━━━ 输入数据 ━━━
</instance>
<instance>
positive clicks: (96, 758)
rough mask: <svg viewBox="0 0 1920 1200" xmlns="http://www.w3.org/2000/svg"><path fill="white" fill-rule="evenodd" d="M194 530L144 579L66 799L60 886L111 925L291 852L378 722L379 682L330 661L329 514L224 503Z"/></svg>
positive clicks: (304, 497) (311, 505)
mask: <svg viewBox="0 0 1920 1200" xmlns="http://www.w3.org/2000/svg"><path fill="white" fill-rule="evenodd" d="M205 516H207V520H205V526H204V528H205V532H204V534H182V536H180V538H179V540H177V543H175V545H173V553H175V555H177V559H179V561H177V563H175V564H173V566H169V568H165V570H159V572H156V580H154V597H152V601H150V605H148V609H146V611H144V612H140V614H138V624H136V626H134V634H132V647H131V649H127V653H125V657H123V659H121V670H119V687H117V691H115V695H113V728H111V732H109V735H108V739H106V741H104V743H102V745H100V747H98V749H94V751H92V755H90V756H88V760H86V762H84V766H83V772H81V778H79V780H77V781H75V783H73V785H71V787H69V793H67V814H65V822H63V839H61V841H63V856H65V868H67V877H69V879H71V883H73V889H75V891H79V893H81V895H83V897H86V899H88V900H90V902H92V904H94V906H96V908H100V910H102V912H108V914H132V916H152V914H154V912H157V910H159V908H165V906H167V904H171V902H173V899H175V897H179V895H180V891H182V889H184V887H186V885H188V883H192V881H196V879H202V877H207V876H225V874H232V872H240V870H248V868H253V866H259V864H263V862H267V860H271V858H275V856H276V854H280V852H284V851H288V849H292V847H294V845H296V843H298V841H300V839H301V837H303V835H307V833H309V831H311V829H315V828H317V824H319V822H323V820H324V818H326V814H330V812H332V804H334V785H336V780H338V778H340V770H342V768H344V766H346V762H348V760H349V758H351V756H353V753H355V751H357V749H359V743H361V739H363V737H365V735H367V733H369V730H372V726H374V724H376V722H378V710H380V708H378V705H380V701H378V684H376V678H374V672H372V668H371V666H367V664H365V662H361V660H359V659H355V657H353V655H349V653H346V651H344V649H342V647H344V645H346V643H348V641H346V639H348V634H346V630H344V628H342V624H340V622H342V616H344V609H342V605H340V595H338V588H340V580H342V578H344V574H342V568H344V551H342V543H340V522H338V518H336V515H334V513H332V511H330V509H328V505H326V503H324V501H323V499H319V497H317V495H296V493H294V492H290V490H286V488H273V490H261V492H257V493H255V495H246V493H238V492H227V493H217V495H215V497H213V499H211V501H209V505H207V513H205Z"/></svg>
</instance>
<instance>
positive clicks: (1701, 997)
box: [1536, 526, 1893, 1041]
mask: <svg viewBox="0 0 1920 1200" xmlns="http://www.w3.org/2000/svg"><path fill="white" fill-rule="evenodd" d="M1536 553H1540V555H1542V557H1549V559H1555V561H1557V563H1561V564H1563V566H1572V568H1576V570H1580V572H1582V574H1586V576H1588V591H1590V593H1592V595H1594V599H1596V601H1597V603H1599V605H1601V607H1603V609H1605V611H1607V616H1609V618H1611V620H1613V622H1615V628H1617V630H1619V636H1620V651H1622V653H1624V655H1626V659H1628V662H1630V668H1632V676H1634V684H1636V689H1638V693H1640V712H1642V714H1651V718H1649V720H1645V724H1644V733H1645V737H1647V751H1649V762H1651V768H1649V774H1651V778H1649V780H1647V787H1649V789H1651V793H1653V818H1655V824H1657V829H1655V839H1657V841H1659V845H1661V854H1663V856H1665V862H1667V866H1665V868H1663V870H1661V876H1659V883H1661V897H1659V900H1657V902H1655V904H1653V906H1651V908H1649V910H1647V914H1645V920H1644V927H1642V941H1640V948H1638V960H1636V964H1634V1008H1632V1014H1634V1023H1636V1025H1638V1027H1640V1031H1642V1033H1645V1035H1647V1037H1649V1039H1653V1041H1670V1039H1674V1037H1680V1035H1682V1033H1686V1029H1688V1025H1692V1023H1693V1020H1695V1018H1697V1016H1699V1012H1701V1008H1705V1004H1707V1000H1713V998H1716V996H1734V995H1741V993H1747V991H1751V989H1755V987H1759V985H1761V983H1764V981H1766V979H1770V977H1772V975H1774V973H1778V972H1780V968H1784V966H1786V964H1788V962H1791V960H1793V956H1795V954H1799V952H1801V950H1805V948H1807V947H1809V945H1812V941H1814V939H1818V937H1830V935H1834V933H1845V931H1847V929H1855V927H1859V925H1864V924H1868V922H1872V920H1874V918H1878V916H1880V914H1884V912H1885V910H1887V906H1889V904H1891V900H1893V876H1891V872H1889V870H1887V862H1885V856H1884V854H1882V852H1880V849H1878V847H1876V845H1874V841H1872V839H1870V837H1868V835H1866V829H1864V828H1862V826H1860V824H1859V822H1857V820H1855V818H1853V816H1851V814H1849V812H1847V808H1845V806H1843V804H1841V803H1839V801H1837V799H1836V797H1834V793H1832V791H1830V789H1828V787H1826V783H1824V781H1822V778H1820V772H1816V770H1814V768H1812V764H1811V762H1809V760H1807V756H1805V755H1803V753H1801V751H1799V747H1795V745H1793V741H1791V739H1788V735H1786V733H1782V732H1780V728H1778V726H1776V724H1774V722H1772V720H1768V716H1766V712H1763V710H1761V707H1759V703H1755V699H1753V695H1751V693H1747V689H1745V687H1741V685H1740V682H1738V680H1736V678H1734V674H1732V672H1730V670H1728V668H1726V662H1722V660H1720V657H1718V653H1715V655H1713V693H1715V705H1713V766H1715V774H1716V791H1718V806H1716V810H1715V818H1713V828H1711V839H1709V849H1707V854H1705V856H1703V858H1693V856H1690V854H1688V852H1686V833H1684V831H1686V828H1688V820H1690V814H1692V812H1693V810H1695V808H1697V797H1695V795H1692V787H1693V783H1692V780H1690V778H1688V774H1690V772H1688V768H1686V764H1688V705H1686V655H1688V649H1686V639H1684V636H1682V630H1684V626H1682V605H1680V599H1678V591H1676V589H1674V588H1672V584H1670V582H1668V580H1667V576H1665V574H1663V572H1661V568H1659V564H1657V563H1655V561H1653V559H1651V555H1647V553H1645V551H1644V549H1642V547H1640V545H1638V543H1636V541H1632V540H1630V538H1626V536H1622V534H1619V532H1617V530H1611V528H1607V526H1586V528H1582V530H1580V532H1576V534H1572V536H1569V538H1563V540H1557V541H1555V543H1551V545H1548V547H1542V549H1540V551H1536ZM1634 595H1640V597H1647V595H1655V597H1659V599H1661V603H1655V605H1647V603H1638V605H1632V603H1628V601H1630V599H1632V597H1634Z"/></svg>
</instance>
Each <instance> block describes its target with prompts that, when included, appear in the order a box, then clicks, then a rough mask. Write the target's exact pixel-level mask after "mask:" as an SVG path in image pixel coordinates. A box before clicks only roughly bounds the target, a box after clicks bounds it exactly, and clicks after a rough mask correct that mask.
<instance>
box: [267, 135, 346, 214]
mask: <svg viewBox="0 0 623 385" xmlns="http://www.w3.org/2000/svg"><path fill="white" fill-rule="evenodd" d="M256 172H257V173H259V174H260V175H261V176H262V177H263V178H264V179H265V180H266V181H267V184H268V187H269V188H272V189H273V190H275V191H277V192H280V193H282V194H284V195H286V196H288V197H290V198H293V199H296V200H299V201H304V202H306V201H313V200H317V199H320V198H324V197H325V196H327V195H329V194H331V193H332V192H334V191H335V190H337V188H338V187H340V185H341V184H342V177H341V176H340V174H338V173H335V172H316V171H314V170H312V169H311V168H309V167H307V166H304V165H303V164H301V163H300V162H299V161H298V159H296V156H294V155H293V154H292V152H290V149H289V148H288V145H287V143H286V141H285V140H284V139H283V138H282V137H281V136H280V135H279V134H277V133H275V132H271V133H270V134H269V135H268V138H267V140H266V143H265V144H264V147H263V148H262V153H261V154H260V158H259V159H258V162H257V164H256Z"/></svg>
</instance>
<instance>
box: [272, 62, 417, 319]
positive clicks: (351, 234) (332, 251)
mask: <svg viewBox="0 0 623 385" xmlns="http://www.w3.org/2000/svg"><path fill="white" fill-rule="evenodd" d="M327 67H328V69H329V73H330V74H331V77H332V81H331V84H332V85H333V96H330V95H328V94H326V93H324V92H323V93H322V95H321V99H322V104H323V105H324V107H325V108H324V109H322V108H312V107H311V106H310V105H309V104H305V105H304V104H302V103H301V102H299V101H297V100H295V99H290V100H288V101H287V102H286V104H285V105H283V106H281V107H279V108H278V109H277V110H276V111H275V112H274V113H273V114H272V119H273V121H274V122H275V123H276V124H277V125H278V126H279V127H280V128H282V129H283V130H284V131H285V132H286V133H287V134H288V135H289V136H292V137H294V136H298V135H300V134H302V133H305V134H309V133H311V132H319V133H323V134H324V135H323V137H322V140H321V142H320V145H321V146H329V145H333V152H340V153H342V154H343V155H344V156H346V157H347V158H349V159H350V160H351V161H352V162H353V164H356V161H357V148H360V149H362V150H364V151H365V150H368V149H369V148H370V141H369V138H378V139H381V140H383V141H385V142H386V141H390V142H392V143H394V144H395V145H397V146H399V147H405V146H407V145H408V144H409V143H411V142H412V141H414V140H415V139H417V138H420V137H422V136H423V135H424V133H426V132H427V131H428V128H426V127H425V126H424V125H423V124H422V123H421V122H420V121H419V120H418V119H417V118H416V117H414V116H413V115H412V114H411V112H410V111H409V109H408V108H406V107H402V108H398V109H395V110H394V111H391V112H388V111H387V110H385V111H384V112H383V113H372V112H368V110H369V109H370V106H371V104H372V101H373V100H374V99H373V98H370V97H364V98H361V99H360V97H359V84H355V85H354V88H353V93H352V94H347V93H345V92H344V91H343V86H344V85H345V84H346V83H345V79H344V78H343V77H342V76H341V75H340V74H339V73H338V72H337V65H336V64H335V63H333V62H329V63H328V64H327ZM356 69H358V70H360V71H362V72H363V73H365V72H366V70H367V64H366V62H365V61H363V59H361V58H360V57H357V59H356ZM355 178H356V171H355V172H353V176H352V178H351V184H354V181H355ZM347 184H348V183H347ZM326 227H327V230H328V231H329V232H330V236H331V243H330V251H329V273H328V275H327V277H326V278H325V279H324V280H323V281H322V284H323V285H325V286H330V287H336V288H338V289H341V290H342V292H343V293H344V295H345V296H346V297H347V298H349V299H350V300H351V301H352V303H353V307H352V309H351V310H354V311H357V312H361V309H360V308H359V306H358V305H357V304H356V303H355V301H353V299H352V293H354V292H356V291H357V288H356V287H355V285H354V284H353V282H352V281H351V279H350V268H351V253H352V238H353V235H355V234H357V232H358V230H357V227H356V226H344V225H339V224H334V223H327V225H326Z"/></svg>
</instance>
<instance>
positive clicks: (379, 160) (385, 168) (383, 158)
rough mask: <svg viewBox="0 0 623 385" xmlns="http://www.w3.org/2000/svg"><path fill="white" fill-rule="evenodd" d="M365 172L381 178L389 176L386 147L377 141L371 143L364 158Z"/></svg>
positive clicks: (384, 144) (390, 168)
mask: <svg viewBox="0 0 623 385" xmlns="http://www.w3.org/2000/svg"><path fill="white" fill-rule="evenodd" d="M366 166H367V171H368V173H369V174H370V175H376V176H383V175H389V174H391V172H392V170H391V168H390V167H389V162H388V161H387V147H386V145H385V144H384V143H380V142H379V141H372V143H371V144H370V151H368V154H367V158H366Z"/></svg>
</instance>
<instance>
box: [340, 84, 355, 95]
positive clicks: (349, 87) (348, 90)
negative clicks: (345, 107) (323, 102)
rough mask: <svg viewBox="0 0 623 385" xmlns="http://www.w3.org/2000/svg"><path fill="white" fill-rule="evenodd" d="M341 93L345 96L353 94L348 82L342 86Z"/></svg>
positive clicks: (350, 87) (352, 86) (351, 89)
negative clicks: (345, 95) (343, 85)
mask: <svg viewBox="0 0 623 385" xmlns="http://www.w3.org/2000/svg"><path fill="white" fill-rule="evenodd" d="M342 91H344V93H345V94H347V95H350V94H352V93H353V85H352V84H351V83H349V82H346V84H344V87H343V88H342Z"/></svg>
━━━
_任务要求_: 找出上面记录中包含字符串“positive”的每一行，并将这些行逐一原样抄录出来。匹配时区分大小写。

_本题答案_:
positive clicks: (96, 758)
positive clicks: (304, 497) (311, 505)
positive clicks: (1701, 997)
positive clicks: (351, 234) (332, 251)
positive clicks: (379, 160) (385, 168) (383, 158)
positive clicks: (384, 144) (390, 168)
positive clicks: (349, 87) (348, 90)
positive clicks: (350, 87) (352, 86) (351, 89)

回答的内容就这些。